Every line of the records below that has the word "water" should be copied.

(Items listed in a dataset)

---------------

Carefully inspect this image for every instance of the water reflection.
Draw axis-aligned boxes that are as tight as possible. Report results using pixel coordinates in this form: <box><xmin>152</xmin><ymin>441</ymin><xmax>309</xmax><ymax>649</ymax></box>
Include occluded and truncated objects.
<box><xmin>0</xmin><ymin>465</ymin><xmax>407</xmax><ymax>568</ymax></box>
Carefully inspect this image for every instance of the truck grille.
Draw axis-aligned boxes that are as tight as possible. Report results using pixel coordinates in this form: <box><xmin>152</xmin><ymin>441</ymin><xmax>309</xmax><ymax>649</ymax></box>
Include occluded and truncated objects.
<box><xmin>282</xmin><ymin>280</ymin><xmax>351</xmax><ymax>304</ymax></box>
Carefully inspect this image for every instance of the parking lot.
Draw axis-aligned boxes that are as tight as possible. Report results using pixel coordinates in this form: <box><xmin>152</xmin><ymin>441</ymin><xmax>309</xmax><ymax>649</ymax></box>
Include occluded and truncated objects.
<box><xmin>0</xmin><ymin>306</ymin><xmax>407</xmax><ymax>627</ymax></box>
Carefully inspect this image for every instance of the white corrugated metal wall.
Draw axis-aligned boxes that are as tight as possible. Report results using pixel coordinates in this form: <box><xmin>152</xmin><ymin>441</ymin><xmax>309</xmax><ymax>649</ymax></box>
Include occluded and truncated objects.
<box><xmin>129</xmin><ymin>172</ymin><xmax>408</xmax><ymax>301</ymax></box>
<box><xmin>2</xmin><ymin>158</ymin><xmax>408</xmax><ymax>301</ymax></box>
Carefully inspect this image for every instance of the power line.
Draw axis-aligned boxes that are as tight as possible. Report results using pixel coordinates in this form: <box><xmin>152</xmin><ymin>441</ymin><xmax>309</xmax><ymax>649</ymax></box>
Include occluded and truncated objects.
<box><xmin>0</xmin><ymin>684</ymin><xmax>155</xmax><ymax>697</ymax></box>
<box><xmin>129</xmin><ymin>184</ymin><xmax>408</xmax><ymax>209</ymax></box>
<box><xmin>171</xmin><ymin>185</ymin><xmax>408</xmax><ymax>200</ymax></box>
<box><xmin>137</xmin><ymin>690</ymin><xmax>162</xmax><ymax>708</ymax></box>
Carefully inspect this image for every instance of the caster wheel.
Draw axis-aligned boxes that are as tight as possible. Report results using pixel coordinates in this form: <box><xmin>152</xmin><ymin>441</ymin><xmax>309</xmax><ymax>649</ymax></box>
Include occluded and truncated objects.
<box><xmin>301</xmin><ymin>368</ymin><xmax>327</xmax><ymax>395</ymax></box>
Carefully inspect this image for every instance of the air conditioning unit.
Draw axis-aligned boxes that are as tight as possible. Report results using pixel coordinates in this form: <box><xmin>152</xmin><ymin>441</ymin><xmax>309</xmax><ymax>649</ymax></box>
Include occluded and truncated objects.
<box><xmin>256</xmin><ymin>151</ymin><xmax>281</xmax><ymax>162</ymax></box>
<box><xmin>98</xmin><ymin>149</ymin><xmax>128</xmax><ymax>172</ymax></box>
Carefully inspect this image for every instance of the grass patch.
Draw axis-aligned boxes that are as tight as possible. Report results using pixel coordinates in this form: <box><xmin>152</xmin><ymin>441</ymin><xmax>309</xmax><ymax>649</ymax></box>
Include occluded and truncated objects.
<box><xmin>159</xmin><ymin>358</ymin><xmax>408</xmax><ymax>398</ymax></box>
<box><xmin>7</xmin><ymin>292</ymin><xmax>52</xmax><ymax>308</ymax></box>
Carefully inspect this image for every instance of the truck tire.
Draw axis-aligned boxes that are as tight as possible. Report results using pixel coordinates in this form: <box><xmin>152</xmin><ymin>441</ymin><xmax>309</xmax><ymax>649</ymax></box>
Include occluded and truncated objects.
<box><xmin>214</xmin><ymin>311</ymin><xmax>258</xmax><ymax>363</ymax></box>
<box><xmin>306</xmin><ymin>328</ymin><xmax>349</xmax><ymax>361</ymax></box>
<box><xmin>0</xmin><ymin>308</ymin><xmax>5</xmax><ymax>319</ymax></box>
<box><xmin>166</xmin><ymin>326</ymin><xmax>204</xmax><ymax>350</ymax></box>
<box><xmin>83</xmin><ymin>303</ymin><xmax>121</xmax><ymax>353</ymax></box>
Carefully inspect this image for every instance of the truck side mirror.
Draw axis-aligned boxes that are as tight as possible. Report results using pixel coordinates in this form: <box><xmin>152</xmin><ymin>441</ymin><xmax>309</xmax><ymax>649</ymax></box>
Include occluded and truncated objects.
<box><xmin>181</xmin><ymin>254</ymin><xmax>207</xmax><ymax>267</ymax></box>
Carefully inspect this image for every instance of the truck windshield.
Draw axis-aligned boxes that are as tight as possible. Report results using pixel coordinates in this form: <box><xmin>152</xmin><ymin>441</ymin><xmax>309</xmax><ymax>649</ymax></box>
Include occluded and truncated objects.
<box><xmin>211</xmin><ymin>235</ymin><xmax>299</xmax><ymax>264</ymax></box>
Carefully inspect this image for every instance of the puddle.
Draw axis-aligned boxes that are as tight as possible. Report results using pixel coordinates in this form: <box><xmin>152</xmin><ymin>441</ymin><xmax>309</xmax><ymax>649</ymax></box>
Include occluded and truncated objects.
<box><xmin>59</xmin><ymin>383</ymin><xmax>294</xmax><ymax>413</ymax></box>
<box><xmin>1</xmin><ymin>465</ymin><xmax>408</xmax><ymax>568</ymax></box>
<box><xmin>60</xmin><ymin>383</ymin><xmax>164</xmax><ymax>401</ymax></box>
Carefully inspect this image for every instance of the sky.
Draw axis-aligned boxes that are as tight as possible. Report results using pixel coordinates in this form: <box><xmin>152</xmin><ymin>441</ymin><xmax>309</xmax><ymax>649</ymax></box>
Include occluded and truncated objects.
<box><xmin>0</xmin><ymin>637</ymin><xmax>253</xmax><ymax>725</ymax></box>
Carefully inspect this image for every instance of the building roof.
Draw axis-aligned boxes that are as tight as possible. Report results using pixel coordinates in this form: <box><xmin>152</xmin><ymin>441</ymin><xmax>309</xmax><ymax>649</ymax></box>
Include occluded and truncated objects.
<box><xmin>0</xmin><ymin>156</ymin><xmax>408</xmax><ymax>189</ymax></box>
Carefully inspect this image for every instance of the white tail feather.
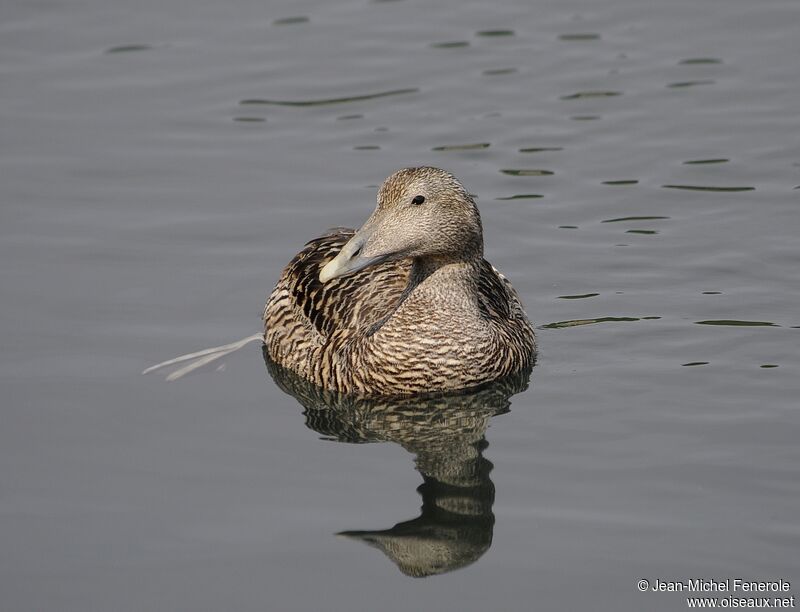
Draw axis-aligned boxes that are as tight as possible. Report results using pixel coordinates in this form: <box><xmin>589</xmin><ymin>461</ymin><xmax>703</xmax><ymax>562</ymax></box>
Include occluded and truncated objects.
<box><xmin>142</xmin><ymin>333</ymin><xmax>263</xmax><ymax>381</ymax></box>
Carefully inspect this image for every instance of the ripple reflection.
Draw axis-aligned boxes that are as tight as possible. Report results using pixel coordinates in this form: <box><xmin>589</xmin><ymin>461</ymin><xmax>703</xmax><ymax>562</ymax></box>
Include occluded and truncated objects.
<box><xmin>679</xmin><ymin>58</ymin><xmax>722</xmax><ymax>65</ymax></box>
<box><xmin>541</xmin><ymin>316</ymin><xmax>661</xmax><ymax>329</ymax></box>
<box><xmin>501</xmin><ymin>169</ymin><xmax>554</xmax><ymax>176</ymax></box>
<box><xmin>662</xmin><ymin>185</ymin><xmax>754</xmax><ymax>192</ymax></box>
<box><xmin>239</xmin><ymin>88</ymin><xmax>417</xmax><ymax>107</ymax></box>
<box><xmin>105</xmin><ymin>44</ymin><xmax>153</xmax><ymax>54</ymax></box>
<box><xmin>431</xmin><ymin>41</ymin><xmax>470</xmax><ymax>49</ymax></box>
<box><xmin>694</xmin><ymin>320</ymin><xmax>778</xmax><ymax>327</ymax></box>
<box><xmin>432</xmin><ymin>143</ymin><xmax>490</xmax><ymax>151</ymax></box>
<box><xmin>667</xmin><ymin>80</ymin><xmax>715</xmax><ymax>88</ymax></box>
<box><xmin>264</xmin><ymin>350</ymin><xmax>532</xmax><ymax>578</ymax></box>
<box><xmin>496</xmin><ymin>194</ymin><xmax>543</xmax><ymax>200</ymax></box>
<box><xmin>558</xmin><ymin>33</ymin><xmax>601</xmax><ymax>41</ymax></box>
<box><xmin>683</xmin><ymin>158</ymin><xmax>729</xmax><ymax>165</ymax></box>
<box><xmin>519</xmin><ymin>147</ymin><xmax>563</xmax><ymax>153</ymax></box>
<box><xmin>601</xmin><ymin>216</ymin><xmax>668</xmax><ymax>223</ymax></box>
<box><xmin>482</xmin><ymin>68</ymin><xmax>517</xmax><ymax>76</ymax></box>
<box><xmin>272</xmin><ymin>16</ymin><xmax>309</xmax><ymax>25</ymax></box>
<box><xmin>560</xmin><ymin>91</ymin><xmax>621</xmax><ymax>100</ymax></box>
<box><xmin>476</xmin><ymin>30</ymin><xmax>514</xmax><ymax>37</ymax></box>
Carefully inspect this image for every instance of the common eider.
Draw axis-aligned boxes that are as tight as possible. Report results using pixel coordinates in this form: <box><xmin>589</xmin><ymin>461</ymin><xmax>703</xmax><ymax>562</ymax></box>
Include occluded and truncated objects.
<box><xmin>263</xmin><ymin>167</ymin><xmax>536</xmax><ymax>396</ymax></box>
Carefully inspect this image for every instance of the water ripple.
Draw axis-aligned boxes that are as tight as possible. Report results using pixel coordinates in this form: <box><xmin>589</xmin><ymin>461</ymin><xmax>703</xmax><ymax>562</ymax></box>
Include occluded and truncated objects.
<box><xmin>601</xmin><ymin>216</ymin><xmax>669</xmax><ymax>223</ymax></box>
<box><xmin>668</xmin><ymin>80</ymin><xmax>715</xmax><ymax>88</ymax></box>
<box><xmin>561</xmin><ymin>91</ymin><xmax>622</xmax><ymax>100</ymax></box>
<box><xmin>496</xmin><ymin>194</ymin><xmax>543</xmax><ymax>200</ymax></box>
<box><xmin>273</xmin><ymin>16</ymin><xmax>309</xmax><ymax>25</ymax></box>
<box><xmin>520</xmin><ymin>147</ymin><xmax>563</xmax><ymax>153</ymax></box>
<box><xmin>431</xmin><ymin>41</ymin><xmax>470</xmax><ymax>48</ymax></box>
<box><xmin>558</xmin><ymin>33</ymin><xmax>600</xmax><ymax>41</ymax></box>
<box><xmin>501</xmin><ymin>169</ymin><xmax>554</xmax><ymax>176</ymax></box>
<box><xmin>105</xmin><ymin>44</ymin><xmax>153</xmax><ymax>54</ymax></box>
<box><xmin>239</xmin><ymin>88</ymin><xmax>418</xmax><ymax>107</ymax></box>
<box><xmin>476</xmin><ymin>30</ymin><xmax>514</xmax><ymax>37</ymax></box>
<box><xmin>557</xmin><ymin>293</ymin><xmax>599</xmax><ymax>300</ymax></box>
<box><xmin>683</xmin><ymin>158</ymin><xmax>729</xmax><ymax>165</ymax></box>
<box><xmin>679</xmin><ymin>58</ymin><xmax>722</xmax><ymax>65</ymax></box>
<box><xmin>695</xmin><ymin>320</ymin><xmax>778</xmax><ymax>327</ymax></box>
<box><xmin>541</xmin><ymin>316</ymin><xmax>660</xmax><ymax>329</ymax></box>
<box><xmin>662</xmin><ymin>184</ymin><xmax>754</xmax><ymax>192</ymax></box>
<box><xmin>432</xmin><ymin>143</ymin><xmax>490</xmax><ymax>151</ymax></box>
<box><xmin>483</xmin><ymin>68</ymin><xmax>518</xmax><ymax>75</ymax></box>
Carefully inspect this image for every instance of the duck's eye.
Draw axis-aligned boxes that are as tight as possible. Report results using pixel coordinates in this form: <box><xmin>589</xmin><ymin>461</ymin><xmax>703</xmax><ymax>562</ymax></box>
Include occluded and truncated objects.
<box><xmin>411</xmin><ymin>195</ymin><xmax>426</xmax><ymax>205</ymax></box>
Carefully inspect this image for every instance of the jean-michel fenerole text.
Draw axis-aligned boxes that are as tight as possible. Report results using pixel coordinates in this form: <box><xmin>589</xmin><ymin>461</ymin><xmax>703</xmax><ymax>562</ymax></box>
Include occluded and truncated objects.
<box><xmin>650</xmin><ymin>579</ymin><xmax>792</xmax><ymax>593</ymax></box>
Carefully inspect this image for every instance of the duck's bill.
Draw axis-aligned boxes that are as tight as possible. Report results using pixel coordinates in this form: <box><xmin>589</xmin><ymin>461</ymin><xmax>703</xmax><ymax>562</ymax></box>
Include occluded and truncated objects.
<box><xmin>319</xmin><ymin>228</ymin><xmax>390</xmax><ymax>283</ymax></box>
<box><xmin>319</xmin><ymin>251</ymin><xmax>388</xmax><ymax>283</ymax></box>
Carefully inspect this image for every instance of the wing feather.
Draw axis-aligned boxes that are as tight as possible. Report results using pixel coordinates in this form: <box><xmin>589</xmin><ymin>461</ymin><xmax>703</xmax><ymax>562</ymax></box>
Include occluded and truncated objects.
<box><xmin>264</xmin><ymin>229</ymin><xmax>410</xmax><ymax>348</ymax></box>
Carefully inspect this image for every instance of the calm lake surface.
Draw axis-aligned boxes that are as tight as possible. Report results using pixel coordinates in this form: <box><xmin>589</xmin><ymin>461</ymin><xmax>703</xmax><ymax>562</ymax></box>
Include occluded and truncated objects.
<box><xmin>2</xmin><ymin>0</ymin><xmax>799</xmax><ymax>610</ymax></box>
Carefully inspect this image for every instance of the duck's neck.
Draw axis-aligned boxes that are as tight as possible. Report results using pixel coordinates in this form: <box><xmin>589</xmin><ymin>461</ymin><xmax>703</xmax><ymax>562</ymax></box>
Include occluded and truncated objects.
<box><xmin>408</xmin><ymin>255</ymin><xmax>482</xmax><ymax>297</ymax></box>
<box><xmin>362</xmin><ymin>253</ymin><xmax>485</xmax><ymax>340</ymax></box>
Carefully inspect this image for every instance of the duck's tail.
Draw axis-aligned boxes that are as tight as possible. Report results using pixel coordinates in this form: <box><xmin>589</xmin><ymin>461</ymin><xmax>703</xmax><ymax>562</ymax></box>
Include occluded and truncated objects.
<box><xmin>142</xmin><ymin>333</ymin><xmax>263</xmax><ymax>381</ymax></box>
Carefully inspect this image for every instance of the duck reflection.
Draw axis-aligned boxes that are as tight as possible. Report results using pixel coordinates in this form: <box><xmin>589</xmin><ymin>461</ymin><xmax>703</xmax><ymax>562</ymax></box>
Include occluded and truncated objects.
<box><xmin>263</xmin><ymin>347</ymin><xmax>532</xmax><ymax>578</ymax></box>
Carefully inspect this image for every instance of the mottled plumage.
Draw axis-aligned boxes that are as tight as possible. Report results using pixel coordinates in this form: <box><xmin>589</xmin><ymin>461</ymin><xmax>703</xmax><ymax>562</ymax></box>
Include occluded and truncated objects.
<box><xmin>263</xmin><ymin>167</ymin><xmax>536</xmax><ymax>396</ymax></box>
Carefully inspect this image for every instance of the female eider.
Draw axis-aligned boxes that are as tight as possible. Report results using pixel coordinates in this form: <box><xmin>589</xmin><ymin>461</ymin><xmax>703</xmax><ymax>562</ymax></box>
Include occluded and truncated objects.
<box><xmin>263</xmin><ymin>167</ymin><xmax>536</xmax><ymax>396</ymax></box>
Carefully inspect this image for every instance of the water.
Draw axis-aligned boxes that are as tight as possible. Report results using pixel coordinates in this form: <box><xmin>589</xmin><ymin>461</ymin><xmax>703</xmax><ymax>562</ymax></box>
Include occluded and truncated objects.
<box><xmin>2</xmin><ymin>0</ymin><xmax>799</xmax><ymax>609</ymax></box>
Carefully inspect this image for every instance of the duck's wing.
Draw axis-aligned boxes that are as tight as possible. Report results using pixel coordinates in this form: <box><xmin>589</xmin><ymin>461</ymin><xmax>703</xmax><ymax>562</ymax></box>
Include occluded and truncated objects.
<box><xmin>264</xmin><ymin>228</ymin><xmax>411</xmax><ymax>343</ymax></box>
<box><xmin>476</xmin><ymin>259</ymin><xmax>528</xmax><ymax>322</ymax></box>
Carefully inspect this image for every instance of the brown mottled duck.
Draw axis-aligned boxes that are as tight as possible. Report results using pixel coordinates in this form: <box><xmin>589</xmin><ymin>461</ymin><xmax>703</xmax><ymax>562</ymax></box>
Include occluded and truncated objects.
<box><xmin>263</xmin><ymin>167</ymin><xmax>536</xmax><ymax>396</ymax></box>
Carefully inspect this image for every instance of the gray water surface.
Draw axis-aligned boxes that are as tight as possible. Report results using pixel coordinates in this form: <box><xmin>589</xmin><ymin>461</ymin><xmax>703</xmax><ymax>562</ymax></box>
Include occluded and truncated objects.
<box><xmin>2</xmin><ymin>0</ymin><xmax>799</xmax><ymax>610</ymax></box>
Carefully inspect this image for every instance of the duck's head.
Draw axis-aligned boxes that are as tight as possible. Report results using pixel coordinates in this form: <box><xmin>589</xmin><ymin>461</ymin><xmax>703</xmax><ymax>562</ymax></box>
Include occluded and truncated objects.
<box><xmin>319</xmin><ymin>167</ymin><xmax>483</xmax><ymax>283</ymax></box>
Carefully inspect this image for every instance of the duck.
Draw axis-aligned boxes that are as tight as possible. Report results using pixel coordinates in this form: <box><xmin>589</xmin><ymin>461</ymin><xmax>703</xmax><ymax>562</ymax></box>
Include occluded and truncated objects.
<box><xmin>262</xmin><ymin>166</ymin><xmax>536</xmax><ymax>397</ymax></box>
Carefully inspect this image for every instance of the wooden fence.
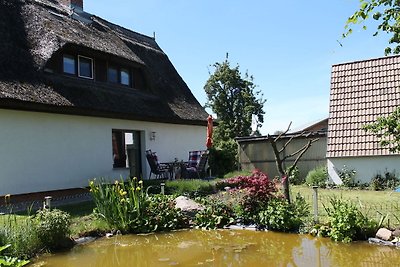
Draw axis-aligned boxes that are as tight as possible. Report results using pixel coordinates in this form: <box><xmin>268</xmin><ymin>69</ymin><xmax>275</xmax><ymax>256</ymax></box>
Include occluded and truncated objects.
<box><xmin>237</xmin><ymin>133</ymin><xmax>327</xmax><ymax>179</ymax></box>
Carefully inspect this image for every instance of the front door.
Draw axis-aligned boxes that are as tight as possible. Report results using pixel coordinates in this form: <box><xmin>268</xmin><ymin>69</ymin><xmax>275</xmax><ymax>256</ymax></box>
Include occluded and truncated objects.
<box><xmin>126</xmin><ymin>131</ymin><xmax>142</xmax><ymax>178</ymax></box>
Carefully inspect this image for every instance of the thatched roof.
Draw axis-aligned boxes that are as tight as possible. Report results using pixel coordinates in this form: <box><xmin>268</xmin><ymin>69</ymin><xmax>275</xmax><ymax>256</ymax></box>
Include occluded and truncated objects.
<box><xmin>0</xmin><ymin>0</ymin><xmax>208</xmax><ymax>125</ymax></box>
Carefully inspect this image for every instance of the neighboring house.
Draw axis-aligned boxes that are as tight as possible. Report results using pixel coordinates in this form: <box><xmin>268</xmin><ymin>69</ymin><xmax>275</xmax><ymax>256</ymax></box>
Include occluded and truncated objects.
<box><xmin>327</xmin><ymin>56</ymin><xmax>400</xmax><ymax>184</ymax></box>
<box><xmin>0</xmin><ymin>0</ymin><xmax>209</xmax><ymax>195</ymax></box>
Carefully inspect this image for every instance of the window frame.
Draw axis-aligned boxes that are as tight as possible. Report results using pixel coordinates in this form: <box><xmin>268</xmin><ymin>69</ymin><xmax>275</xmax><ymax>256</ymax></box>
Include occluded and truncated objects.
<box><xmin>107</xmin><ymin>66</ymin><xmax>119</xmax><ymax>84</ymax></box>
<box><xmin>77</xmin><ymin>55</ymin><xmax>94</xmax><ymax>79</ymax></box>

---------------

Exercise response:
Carefully inspect this image for every instance of the water reflection.
Carefully inspect this image for every instance of the water ripple.
Carefully inspect this image for every instance of the water.
Carefully inspect this image for every instance of the gray water surface.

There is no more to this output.